• [Extracted data entries]

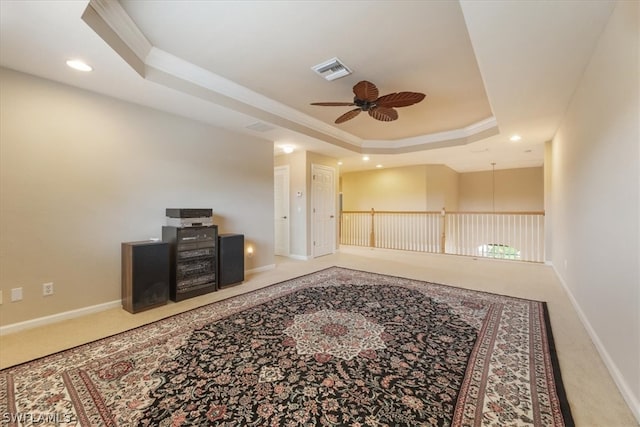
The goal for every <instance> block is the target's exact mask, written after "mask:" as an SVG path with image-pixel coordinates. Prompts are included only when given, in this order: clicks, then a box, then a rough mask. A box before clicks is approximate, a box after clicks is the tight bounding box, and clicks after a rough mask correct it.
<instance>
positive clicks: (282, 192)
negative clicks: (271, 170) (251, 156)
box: [273, 166, 290, 256]
mask: <svg viewBox="0 0 640 427" xmlns="http://www.w3.org/2000/svg"><path fill="white" fill-rule="evenodd" d="M273 174H274V179H273V185H274V188H273V190H274V191H273V193H274V195H275V196H274V197H275V200H274V206H275V212H274V222H275V224H274V230H275V236H274V244H275V248H274V253H275V254H276V255H282V256H289V216H290V215H289V166H278V167H275V168H274V169H273Z"/></svg>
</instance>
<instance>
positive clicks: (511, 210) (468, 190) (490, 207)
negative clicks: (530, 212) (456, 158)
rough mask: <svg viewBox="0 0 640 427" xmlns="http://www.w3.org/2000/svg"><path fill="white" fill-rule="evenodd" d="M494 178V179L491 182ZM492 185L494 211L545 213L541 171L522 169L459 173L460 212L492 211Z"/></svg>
mask: <svg viewBox="0 0 640 427" xmlns="http://www.w3.org/2000/svg"><path fill="white" fill-rule="evenodd" d="M494 178H495V179H494ZM493 182H495V211H496V212H501V211H502V212H504V211H542V210H544V169H543V168H541V167H538V168H522V169H504V170H496V171H495V177H494V176H493V171H484V172H470V173H462V174H460V187H459V188H460V199H459V206H460V210H461V211H466V212H472V211H482V212H492V211H493V210H494V208H493V200H494V191H493V188H494V187H493Z"/></svg>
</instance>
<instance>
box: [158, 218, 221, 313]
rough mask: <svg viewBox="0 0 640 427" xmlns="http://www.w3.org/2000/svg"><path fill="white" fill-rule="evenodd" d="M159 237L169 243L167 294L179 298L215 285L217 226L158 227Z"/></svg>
mask: <svg viewBox="0 0 640 427" xmlns="http://www.w3.org/2000/svg"><path fill="white" fill-rule="evenodd" d="M162 241H163V242H168V243H169V244H170V246H171V251H170V268H171V282H170V287H169V297H170V298H171V300H172V301H176V302H177V301H182V300H185V299H187V298H193V297H195V296H198V295H204V294H207V293H209V292H213V291H215V290H217V289H218V285H217V280H218V272H217V270H218V268H217V246H218V226H217V225H209V226H202V227H172V226H163V227H162Z"/></svg>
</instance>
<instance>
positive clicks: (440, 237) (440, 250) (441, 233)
mask: <svg viewBox="0 0 640 427" xmlns="http://www.w3.org/2000/svg"><path fill="white" fill-rule="evenodd" d="M446 215H447V211H446V210H445V208H444V207H443V208H442V211H440V216H441V221H442V225H441V230H442V233H441V234H440V253H441V254H443V253H445V244H446V243H447V233H446V226H447V221H446V220H445V217H446Z"/></svg>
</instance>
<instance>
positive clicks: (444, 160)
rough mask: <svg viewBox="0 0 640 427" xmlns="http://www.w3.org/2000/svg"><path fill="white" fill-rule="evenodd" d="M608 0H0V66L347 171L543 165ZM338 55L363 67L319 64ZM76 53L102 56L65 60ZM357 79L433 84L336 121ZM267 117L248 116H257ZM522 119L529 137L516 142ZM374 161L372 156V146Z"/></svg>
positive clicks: (522, 127) (612, 4) (600, 23)
mask: <svg viewBox="0 0 640 427" xmlns="http://www.w3.org/2000/svg"><path fill="white" fill-rule="evenodd" d="M614 5H615V3H614V2H610V1H590V0H585V1H571V2H569V1H556V2H546V1H544V2H543V1H526V0H514V1H510V0H499V1H481V0H480V1H474V0H468V1H467V0H463V1H460V2H458V1H454V0H451V1H382V0H377V1H359V0H353V1H341V2H336V1H264V0H262V1H189V0H181V1H178V0H176V1H174V0H159V1H154V0H121V1H120V2H117V1H115V0H91V1H76V0H72V1H62V0H52V1H26V0H16V1H13V0H2V1H0V65H2V66H4V67H7V68H12V69H15V70H18V71H23V72H26V73H30V74H34V75H37V76H41V77H45V78H48V79H52V80H55V81H59V82H62V83H65V84H69V85H72V86H77V87H80V88H84V89H87V90H91V91H94V92H98V93H102V94H105V95H109V96H113V97H116V98H120V99H124V100H127V101H131V102H135V103H138V104H142V105H146V106H149V107H153V108H157V109H160V110H164V111H168V112H171V113H175V114H179V115H182V116H186V117H190V118H193V119H196V120H200V121H204V122H207V123H211V124H213V125H216V126H220V127H224V128H227V129H231V130H235V131H238V132H243V133H249V134H252V135H254V136H258V137H260V138H263V139H265V140H268V141H272V142H273V143H274V145H275V152H276V154H279V153H280V148H279V147H280V146H281V145H283V144H292V145H294V146H296V148H297V149H307V150H310V151H315V152H318V153H321V154H325V155H328V156H332V157H335V158H337V159H340V160H341V161H342V162H343V165H342V166H341V170H342V171H352V170H360V169H369V168H373V167H375V165H376V164H382V165H384V167H385V168H387V167H394V166H402V165H408V164H425V163H443V164H447V165H448V166H450V167H451V168H453V169H455V170H457V171H459V172H467V171H476V170H488V169H491V164H492V163H496V169H505V168H513V167H530V166H540V165H542V163H543V156H544V153H543V151H544V150H543V146H544V142H545V141H548V140H550V139H551V138H552V137H553V135H554V133H555V131H556V129H557V128H558V126H559V124H560V122H561V120H562V117H563V114H564V111H565V110H566V108H567V105H568V103H569V101H570V99H571V96H572V94H573V91H574V90H575V87H576V85H577V83H578V80H579V78H580V76H581V74H582V71H583V70H584V68H585V66H586V64H587V63H588V60H589V58H590V56H591V53H592V51H593V49H594V46H595V43H596V41H597V38H598V36H599V35H600V32H601V31H602V28H603V27H604V24H605V23H606V21H607V19H608V17H609V15H610V13H611V11H612V9H613V7H614ZM335 56H337V57H339V58H340V59H341V60H342V61H343V62H344V63H346V65H347V66H348V67H350V68H351V69H352V70H353V74H351V75H349V76H347V77H344V78H341V79H338V80H334V81H332V82H328V81H325V80H324V79H322V78H321V77H320V76H318V75H317V74H315V73H314V72H313V71H312V70H311V67H312V66H313V65H316V64H318V63H320V62H323V61H325V60H327V59H330V58H332V57H335ZM69 58H82V59H84V60H86V61H87V62H89V63H90V64H91V65H92V66H93V67H94V71H92V72H91V73H88V74H79V73H78V72H76V71H73V70H70V69H68V68H67V67H66V65H65V61H66V59H69ZM360 80H369V81H371V82H373V83H375V84H376V85H377V86H378V88H379V90H380V95H384V94H386V93H390V92H399V91H415V92H423V93H425V94H426V95H427V96H426V98H425V100H424V101H422V102H421V103H419V104H416V105H413V106H409V107H402V108H399V109H398V113H399V119H398V120H396V121H393V122H379V121H376V120H374V119H373V118H371V117H369V116H368V115H366V114H360V115H359V116H358V117H356V118H354V119H352V120H350V121H348V122H346V123H344V124H340V125H336V124H334V123H333V121H334V120H335V118H337V117H338V116H339V115H341V114H342V113H344V112H346V111H348V110H349V109H350V108H351V107H319V106H311V105H309V104H310V103H311V102H317V101H347V102H350V101H351V100H352V98H353V93H352V87H353V85H355V84H356V83H357V82H358V81H360ZM255 123H261V124H262V123H264V124H267V125H269V128H270V130H266V131H262V132H260V131H254V130H250V129H247V126H249V125H251V124H255ZM514 133H518V134H520V135H522V140H521V141H520V142H517V143H514V142H510V141H509V137H510V136H511V135H512V134H514ZM365 153H366V154H370V157H371V160H370V161H369V162H363V161H362V160H361V157H362V154H365Z"/></svg>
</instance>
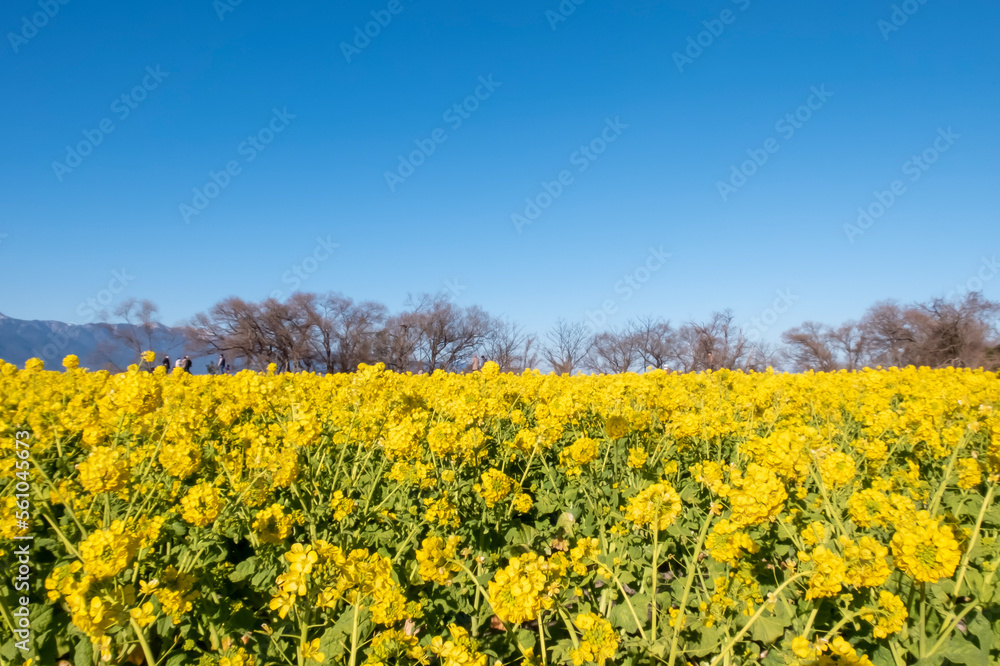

• [YOUR ASSIGNMENT] From the entries above, write out only the lines starting at the line that holds "positive clicks: (440, 237)" and ending at the line that holds "0H0V66L347 171L543 165ZM338", keeping both and matching them exactly.

• [SOLUTION]
positive clicks: (440, 237) (440, 250) (441, 233)
mask: <svg viewBox="0 0 640 427" xmlns="http://www.w3.org/2000/svg"><path fill="white" fill-rule="evenodd" d="M446 215H447V211H446V210H445V208H444V207H443V208H442V211H440V216H441V221H442V225H441V230H442V233H441V234H440V253H441V254H443V253H445V244H446V243H447V233H446V226H447V221H446V220H445V217H446Z"/></svg>
</instance>
<instance>
positive clicks: (444, 160)
rough mask: <svg viewBox="0 0 640 427" xmlns="http://www.w3.org/2000/svg"><path fill="white" fill-rule="evenodd" d="M608 0H0V66L347 171L543 165ZM338 55L363 67L319 64ZM76 53L102 56L65 60ZM357 79L433 84L336 121ZM267 117L248 116H257ZM522 119L529 137L516 142ZM374 161L372 156V146Z"/></svg>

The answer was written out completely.